◆ What to work on ◆
The reply should contain all the data below, repeated exactly, and none of the images.

(Data for this task begins)

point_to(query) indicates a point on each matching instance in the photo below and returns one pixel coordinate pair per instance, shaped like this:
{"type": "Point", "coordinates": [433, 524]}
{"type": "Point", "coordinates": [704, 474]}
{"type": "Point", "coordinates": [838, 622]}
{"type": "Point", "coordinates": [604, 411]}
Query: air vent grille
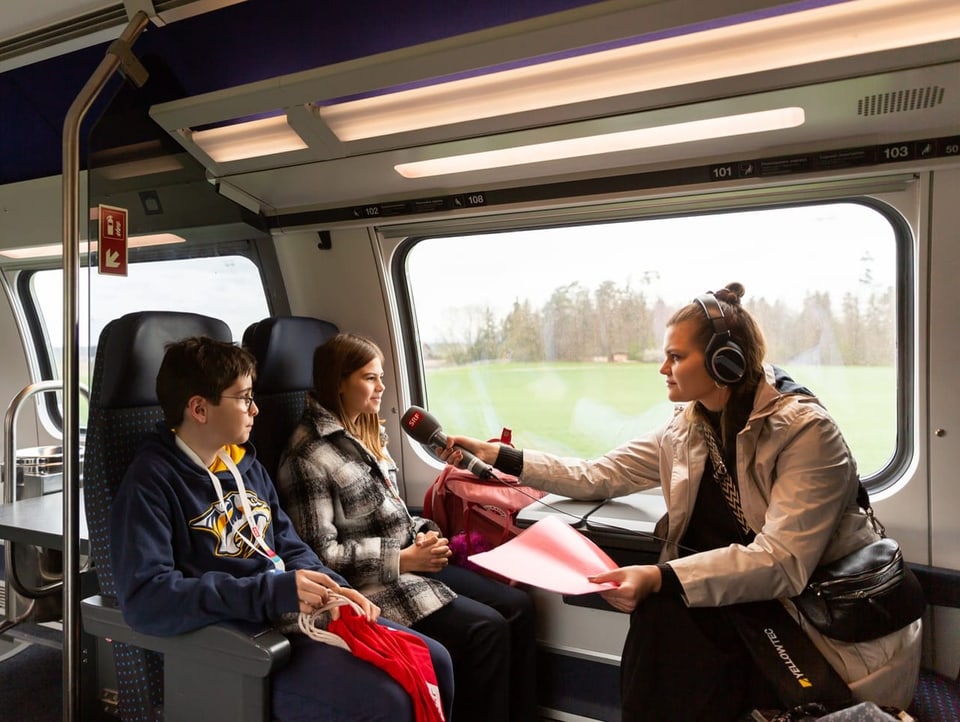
{"type": "Point", "coordinates": [900, 101]}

(Data for this task ends)

◆ Expected answer ◆
point_to(query) indicates a point on each matching instance in the photo below and returns one pixel coordinate pair per instance, shaped like this:
{"type": "Point", "coordinates": [433, 524]}
{"type": "Point", "coordinates": [704, 474]}
{"type": "Point", "coordinates": [838, 622]}
{"type": "Point", "coordinates": [604, 411]}
Query: air vent grille
{"type": "Point", "coordinates": [900, 101]}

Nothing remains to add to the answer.